◆ Objective
Retype the material word for word.
# # # # #
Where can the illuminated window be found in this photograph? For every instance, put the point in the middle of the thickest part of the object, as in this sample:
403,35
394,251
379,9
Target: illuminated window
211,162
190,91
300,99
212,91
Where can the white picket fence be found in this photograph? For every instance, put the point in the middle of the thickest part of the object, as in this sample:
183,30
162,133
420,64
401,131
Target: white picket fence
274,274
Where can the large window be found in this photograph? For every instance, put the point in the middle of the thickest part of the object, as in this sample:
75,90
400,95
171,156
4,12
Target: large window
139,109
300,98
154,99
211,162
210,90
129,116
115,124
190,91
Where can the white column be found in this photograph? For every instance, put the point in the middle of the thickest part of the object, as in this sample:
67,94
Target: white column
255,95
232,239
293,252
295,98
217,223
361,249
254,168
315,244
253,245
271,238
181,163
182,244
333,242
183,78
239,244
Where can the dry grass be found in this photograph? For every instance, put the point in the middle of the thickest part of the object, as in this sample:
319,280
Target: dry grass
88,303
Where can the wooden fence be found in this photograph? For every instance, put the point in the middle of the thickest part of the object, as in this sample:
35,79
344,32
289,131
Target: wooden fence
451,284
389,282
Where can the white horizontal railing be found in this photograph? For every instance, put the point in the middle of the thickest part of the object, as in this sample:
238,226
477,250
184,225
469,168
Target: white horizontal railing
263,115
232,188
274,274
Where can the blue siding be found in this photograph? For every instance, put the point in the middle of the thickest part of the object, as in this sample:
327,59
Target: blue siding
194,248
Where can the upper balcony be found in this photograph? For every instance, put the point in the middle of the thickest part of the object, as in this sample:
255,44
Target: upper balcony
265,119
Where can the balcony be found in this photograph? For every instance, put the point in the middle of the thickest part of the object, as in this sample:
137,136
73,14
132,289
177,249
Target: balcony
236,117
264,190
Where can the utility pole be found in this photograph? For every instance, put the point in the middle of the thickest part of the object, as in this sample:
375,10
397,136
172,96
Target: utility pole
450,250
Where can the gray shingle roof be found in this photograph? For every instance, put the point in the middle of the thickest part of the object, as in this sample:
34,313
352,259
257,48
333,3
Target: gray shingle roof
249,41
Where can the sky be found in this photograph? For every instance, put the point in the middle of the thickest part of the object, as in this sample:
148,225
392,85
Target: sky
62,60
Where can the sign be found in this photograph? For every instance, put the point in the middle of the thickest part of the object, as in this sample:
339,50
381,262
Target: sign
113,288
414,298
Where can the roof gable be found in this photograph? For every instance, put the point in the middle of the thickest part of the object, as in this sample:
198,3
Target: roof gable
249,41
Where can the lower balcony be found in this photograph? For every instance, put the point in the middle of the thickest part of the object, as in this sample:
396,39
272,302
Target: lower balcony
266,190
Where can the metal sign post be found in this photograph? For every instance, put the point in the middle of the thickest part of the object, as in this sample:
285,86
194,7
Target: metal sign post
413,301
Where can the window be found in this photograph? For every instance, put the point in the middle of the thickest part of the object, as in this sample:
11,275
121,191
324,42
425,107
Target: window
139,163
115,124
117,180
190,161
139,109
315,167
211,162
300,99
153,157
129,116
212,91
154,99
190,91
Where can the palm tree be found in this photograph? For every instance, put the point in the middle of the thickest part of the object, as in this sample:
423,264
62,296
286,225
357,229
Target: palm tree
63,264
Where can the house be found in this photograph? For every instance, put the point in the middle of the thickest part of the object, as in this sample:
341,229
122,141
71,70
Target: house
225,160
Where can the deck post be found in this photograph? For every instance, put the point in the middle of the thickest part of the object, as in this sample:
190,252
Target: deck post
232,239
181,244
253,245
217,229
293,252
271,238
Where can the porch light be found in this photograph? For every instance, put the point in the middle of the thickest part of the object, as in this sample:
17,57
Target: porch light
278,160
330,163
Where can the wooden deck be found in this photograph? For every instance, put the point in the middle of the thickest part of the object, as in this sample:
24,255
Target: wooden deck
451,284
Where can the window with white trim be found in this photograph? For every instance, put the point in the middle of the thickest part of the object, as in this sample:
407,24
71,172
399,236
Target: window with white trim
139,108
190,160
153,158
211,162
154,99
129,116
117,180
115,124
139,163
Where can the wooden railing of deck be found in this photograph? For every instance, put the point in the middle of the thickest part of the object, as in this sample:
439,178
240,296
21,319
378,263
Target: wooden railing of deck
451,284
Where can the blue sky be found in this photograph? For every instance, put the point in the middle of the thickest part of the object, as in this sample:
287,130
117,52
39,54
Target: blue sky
# # # # #
◆ Reply to the task
Where can the illuminated window be found in this photograph? For every instance, put the point in the middle of the thickest part of the object, as in this sample:
403,35
394,251
379,9
Target: illuminated window
211,162
190,91
300,99
212,91
Where can the white picket fence be found in this photograph? For every instance, put the point in the middle of the thickest part of the object, as in this sample:
183,30
162,133
420,64
401,131
Target: white picket fence
274,274
Where can the large window be found in this photograph? For every instance, put the point in the middle of the thickest part of the object, as in this sample:
75,90
400,95
171,156
4,12
Target: large window
139,109
300,98
154,99
211,162
210,90
129,116
115,124
190,91
Where can the white column be found in this photograph? For every instance, put the point in the middle of the thickest part of the object, as in this sample:
67,94
Target: white column
255,95
232,239
293,252
295,98
217,223
361,249
254,168
315,244
253,245
271,238
181,163
182,244
333,242
183,78
239,244
Where can the dry grass be found in this photograph? For every instance, put the point in the middle of the thickest part of the object, as in this sample:
319,280
Target: dry grass
88,303
Where can the wooden fence be found in this photograph? For every instance, put the point in the middle of the thickest part of the object, as in this sample:
35,79
344,32
289,131
Target: wooden fence
451,284
389,282
Where can the white horizontal railing be found in this photograph? For every instance, put the point in the middle of the thickest part of the object, as in this sample:
238,226
477,250
184,225
469,168
Target: white horizontal railing
263,115
232,188
274,274
Where can the blue siding be found in this photograph? For every instance, put the point in the middle of the thickest part of the object, as in this sample:
327,59
Target: blue siding
194,248
Where can the upper balcony be found in this photograph? For every instance, put the point in the middle of the thickest part of the object, as in this sample:
255,44
Target: upper balcony
265,119
Where can the balcony be found in this photograph? For every instance, put the point in the middle of the thickest part of the object, as in this sample:
137,136
73,14
132,289
177,249
Target: balcony
236,117
264,190
Where can the utility pole be found in this photograph? For every instance, put the point in the middle of the thickest part of the object, as in this sample:
375,10
397,136
172,96
Target: utility pole
450,250
Where can the gray shingle roof be found in this photograph? For every instance, put the point in the middle of the thickest part of the object, as in this sample:
34,313
352,259
257,48
333,3
Target: gray shingle roof
249,41
Where can the sky be found in this photograph? For every instance, put the point in the middle of the thickest part of the object, as in this sample:
148,225
392,85
Target: sky
62,60
Where can the sign be found in this photograph? For every instance, put the point in the middle of the thickest part of the object, as in this sample:
339,50
381,262
Target: sign
113,288
414,298
Where can the roof gable be found in this photograph? For every instance, put the point in the middle of the thickest part of the object, as in this sample:
198,3
Target: roof gable
249,41
Where can the lower balcony be found in this photograph? For every instance, put the point in the middle of the thickest part of the object, as in this sample:
396,39
272,302
Target: lower balcony
266,190
Where can the metal sign post be found in this photograph? For every instance, put the point in the middle of the thickest part of the object, as in this sample:
285,86
194,7
Target: metal sign post
413,301
Where can the window be found in this photograph? For every instance, put the point in the middle of the thickest part of the object, as in this sample:
11,275
121,191
324,42
425,107
Target: window
139,163
115,124
117,180
190,161
139,109
315,167
211,162
300,99
153,157
129,116
212,91
154,99
190,91
Where can the palm tree be found in this photograph? For every instance, put the point in the middle of the thickest part of the object, as in this sample:
423,264
62,296
286,225
357,229
Target: palm tree
63,264
Where can the house be found in this photograph? For every instance, put the point in the middle of the thickest part of the object, as in this sample:
341,229
122,141
71,70
Target: house
225,160
Where can the deck post be found in this photograph? For every instance, put the point in the middle of the thickest part of the object, as in this sample:
190,252
Target: deck post
232,239
181,244
253,245
217,229
293,252
271,238
Where can the porch light be found in this photograph? For every instance, put the point in the middle of the thickest part of the object, as in this sample:
17,57
Target: porch light
278,160
330,163
Where can the wooden deck be found in this photograph? For every instance, put the point in the middle of the thickest part of the object, as in this sample:
24,255
Target: wooden deck
451,284
Where can the window with white trim be found in this photograph? For every instance, put the point in the middle of the thickest part of the object, as in this sample:
407,24
71,172
399,236
Target: window with white trim
139,108
190,160
153,158
211,162
154,99
129,116
117,180
115,124
139,163
Where can the wooden railing of deck be found in this photograph? For every instance, put the point in the middle of the thickest part of the object, as in this sample:
439,178
240,296
21,319
378,263
Target: wooden railing of deck
451,284
Where can the blue sky be found in this photograph? For every instance, put the point in the middle of the thickest part of the object, as in this sample:
287,130
117,52
39,54
Target: blue sky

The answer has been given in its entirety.